___ Extrait

Le problème est que la peur, contrairement à l'angoisse, a un objet, mais que cet objet n'est pas forcément rationnel (peur des araignées, peur du vide).

En tant que phénomène psychologique, elle est plus liée à une émotion instantanée qu'à un sentiment raisonné.

Il est donc difficile d'avoir une réaction constructive.

Comment vaincre alors ce qui nous échappe ? Dans l'intitulé, doit-on envisager la peur qu'a autrui ou la peur que j'ai d'autrui ? Comment partager la peur d'autrui, et comment penser sa propre peur, qui par définition n'est pas rationnelle ? D'autre part, le "peut-on" demande si l'on doit vaincre la peur de l'autre (quel devoir moral) mais aussi si c'est possible.

______
___ Données enregistrées

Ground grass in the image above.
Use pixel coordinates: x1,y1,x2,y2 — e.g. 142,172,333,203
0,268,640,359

______

• _À faire_:
1: Citez fidèlement le passage du texte sur la peur, en commençant aux mots « Le problème est » et en vous arrêtant après « une réaction constructive. ».
2: Prolongez le texte sur la peur à la suite de sa dernière phrase.

• _Réponses attendues_:
1:
Le problème est que la peur, contrairement à l'angoisse, a un objet, mais que cet objet n'est pas forcément rationnel (peur des araignées, peur du vide).

En tant que phénomène psychologique, elle est plus liée à une émotion instantanée qu'à un sentiment raisonné.

Il est donc difficile d'avoir une réaction constructive.

2:
Ici, comme pour l'idée précédente, la possibilité va poser problème : comment est-il possible de faire ce travail sur soi-même ? Et l'objet de la peur, autrui, est-il un objet réel ou imaginaire ? Par qui cette peur est-elle entretenue, est-ce la première réaction naturelle face à ce qui nous est étranger ou ce que nous ne comprenons pas ? Comment aller à l'encontre de cette émotion ? Au lieu de vaincre (qui a une connotation d'intolérance), ne faut-il pas accepter notre peur de l'autre pour la transformer ? Ce sujet entraîne un travail sur les thèmes de la raison, du pouvoir de l'homme sur ses propres émotions, sur l'illusion, l'inconscient (notamment pour les phobies), sur autrui. Introduction • Par définition, l'autre n'est pas moi : il importe dans mon espace, dans ma perception, une étrangeté, une altérité qui peut aussi bien signifier mon rejet que mon accueil.

Dans le premier cas, sa présence, telle que je l'interprète, peut provoquer en moi une certaine peur, qui est aussi une réaction de défense contre son intrusion et les intentions que je lui prête.

Il est évidemment possible qu'au moment même où j'ai ainsi peur de l'autre, je produise sur lui le même effet.

Or, de cette peur réciproque, il semble ne pouvoir sortir qu'un conflit.

D'où l'intérêt qu'il y a à examiner, si l'on entend éviter ce conflit, comment la peur de l'autre pourrait être surmontée, et par quoi elle pourrait éventuellement être remplacée. 1.

Les justifications de la peur de l'autre • Toute conscience se positionne en définissant implicitement un monde qui est « le sien ».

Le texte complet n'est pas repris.